* START *
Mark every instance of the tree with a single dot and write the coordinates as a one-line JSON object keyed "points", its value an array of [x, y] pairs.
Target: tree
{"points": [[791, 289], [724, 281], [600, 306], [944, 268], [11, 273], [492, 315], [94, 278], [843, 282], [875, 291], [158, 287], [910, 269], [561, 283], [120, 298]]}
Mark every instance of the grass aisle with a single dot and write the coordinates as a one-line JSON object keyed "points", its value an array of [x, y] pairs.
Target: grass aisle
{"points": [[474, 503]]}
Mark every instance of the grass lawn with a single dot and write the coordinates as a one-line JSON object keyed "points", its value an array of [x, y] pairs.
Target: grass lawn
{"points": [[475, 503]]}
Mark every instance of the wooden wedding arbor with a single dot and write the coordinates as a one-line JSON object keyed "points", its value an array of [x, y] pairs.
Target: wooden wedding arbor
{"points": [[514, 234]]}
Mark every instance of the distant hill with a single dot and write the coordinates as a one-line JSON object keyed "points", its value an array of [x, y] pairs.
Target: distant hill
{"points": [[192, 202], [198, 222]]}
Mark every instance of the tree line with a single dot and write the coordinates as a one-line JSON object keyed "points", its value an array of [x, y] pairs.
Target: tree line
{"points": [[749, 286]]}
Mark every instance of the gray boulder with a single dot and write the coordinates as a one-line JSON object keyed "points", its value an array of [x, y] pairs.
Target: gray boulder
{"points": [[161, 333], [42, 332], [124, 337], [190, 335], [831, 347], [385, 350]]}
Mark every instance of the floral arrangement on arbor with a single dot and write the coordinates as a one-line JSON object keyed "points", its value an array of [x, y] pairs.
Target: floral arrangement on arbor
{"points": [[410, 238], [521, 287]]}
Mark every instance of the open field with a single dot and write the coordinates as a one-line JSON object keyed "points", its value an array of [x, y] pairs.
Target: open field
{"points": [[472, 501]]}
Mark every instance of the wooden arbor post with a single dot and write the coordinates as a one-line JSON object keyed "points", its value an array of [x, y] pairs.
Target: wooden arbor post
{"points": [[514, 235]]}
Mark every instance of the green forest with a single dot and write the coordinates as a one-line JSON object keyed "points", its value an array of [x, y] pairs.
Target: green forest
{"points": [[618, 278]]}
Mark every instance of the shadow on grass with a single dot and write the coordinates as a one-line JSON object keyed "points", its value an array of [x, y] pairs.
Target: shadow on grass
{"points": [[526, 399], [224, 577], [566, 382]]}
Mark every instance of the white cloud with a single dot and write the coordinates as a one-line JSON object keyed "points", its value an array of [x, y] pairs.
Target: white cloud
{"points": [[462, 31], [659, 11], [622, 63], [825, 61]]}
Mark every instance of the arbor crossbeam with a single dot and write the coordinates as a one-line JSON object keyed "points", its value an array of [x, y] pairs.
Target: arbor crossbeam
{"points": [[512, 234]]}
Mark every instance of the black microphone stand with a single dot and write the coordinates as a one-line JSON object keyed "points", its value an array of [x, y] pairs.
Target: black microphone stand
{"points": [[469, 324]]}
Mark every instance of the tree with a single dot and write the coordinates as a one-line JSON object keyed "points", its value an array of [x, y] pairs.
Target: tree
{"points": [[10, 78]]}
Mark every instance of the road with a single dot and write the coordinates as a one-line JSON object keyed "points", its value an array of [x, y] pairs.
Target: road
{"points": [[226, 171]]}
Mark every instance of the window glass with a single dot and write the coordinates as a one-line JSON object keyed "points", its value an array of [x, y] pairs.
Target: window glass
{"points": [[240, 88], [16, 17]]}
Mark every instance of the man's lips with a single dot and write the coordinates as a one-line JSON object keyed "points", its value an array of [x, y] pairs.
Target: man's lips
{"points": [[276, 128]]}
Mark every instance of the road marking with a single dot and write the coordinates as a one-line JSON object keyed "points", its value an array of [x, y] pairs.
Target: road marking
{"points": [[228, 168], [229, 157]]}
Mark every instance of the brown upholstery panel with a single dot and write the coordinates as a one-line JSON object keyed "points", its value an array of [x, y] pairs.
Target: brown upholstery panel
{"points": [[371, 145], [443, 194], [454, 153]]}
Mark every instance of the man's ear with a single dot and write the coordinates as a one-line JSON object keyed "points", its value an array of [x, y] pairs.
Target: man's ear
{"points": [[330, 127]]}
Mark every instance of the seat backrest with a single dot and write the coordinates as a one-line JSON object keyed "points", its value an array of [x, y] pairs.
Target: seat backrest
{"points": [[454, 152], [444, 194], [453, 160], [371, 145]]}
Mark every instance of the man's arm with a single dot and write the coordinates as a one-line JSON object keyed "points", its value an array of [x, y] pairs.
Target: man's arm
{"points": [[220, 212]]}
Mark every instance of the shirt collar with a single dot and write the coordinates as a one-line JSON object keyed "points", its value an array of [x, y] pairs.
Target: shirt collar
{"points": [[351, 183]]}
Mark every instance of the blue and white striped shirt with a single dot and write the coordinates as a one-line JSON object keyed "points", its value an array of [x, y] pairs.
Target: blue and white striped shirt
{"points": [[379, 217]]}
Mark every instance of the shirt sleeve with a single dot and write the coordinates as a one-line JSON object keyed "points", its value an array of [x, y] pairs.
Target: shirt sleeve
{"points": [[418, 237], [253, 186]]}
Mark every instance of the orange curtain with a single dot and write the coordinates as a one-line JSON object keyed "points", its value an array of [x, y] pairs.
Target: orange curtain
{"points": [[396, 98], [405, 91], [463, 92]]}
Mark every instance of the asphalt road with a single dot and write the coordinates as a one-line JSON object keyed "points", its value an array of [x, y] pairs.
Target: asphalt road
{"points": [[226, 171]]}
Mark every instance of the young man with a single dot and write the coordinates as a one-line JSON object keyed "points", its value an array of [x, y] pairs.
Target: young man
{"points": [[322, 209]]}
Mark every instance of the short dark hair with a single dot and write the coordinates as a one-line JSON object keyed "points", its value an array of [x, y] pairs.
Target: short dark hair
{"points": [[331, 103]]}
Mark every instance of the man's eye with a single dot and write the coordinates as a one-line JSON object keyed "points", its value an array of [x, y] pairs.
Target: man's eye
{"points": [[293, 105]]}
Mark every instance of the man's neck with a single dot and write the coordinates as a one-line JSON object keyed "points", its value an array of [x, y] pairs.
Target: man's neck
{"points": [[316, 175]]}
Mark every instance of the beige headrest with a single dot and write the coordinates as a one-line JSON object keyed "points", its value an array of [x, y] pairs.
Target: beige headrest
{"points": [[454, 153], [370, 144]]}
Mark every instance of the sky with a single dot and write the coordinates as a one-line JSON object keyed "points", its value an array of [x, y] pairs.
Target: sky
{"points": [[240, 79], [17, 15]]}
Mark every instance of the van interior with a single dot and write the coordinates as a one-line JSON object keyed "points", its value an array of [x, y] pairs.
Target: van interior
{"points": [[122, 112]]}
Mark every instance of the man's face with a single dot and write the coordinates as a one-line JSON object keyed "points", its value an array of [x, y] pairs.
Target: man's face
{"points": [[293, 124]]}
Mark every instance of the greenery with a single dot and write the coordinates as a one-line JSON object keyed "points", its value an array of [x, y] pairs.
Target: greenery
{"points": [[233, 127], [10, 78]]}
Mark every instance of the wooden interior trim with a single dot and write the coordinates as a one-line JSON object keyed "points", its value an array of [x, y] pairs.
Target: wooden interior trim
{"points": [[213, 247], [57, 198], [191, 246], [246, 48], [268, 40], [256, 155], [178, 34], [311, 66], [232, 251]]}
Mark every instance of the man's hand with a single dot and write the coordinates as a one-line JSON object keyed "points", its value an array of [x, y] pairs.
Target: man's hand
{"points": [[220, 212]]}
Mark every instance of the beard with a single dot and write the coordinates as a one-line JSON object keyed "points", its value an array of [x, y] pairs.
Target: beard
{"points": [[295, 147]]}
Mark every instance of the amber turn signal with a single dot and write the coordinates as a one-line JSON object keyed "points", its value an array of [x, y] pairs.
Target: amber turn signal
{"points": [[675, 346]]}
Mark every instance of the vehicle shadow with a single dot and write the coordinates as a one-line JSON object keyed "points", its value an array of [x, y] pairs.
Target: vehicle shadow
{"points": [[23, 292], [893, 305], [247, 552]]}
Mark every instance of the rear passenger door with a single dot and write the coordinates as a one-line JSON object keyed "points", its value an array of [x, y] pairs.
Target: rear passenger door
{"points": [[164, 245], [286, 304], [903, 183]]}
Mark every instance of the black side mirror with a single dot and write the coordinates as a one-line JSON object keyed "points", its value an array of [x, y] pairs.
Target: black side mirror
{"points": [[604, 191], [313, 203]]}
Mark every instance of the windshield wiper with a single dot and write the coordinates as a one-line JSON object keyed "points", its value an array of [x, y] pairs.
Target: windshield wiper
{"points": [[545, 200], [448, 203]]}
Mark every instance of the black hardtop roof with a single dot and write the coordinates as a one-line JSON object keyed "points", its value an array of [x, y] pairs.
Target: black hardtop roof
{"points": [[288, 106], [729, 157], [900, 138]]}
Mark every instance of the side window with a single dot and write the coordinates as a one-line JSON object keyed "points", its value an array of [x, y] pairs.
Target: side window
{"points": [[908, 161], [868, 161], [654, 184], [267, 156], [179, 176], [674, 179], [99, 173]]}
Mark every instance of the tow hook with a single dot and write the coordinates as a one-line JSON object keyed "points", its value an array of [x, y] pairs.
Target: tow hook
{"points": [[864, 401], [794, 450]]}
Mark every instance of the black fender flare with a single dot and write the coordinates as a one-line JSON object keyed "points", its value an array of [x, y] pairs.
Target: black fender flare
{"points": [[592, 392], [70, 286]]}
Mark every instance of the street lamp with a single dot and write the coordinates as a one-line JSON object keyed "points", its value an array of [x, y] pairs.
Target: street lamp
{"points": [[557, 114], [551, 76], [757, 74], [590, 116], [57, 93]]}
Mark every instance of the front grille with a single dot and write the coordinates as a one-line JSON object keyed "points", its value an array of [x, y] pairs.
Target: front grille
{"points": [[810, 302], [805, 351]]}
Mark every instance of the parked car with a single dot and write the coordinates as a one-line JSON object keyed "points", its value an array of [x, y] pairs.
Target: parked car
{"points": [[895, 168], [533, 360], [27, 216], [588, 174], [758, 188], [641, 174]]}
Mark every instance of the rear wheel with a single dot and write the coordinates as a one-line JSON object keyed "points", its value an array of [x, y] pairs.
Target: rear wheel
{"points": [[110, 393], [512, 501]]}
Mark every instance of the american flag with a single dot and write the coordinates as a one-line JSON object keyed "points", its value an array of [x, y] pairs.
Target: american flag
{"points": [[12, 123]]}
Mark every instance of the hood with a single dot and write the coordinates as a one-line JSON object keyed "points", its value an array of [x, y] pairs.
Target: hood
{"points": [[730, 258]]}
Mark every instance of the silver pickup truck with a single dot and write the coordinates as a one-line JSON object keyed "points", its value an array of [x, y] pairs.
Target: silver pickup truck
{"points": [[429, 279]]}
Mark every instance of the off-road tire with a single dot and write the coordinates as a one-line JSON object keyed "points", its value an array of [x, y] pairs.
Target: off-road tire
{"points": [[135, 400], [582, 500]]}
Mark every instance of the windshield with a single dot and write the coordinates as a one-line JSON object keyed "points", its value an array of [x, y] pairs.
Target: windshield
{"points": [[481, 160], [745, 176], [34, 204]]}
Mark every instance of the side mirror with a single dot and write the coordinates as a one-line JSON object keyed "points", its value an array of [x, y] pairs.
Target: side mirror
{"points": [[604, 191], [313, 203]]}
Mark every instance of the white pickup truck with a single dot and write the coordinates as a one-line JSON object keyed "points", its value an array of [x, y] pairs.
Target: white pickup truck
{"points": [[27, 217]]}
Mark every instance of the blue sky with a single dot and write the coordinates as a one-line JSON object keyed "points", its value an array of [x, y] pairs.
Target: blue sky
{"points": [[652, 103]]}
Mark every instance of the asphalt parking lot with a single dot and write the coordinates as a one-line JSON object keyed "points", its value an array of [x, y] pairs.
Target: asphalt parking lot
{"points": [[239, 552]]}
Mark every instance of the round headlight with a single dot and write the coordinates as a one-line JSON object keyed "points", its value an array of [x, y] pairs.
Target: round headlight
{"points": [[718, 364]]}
* END *
▸ **GOAL**: Quote the listing above word for word, beginning at the line that contains "Mark every instance of the asphalt parking" and ending with its final line.

▸ **FULL RESPONSE**:
Mark every instance of the asphalt parking lot with a single dot and write the coordinates as a one-line JSON object keyed "points", its value an array of [x, y] pairs.
Target: asphalt parking lot
{"points": [[239, 552]]}
Mark every instance of the round headlight with a single dot and write the coordinates as a one-line JSON object keyed "points", its value an array of [x, y] pairs.
Target: round headlight
{"points": [[718, 364]]}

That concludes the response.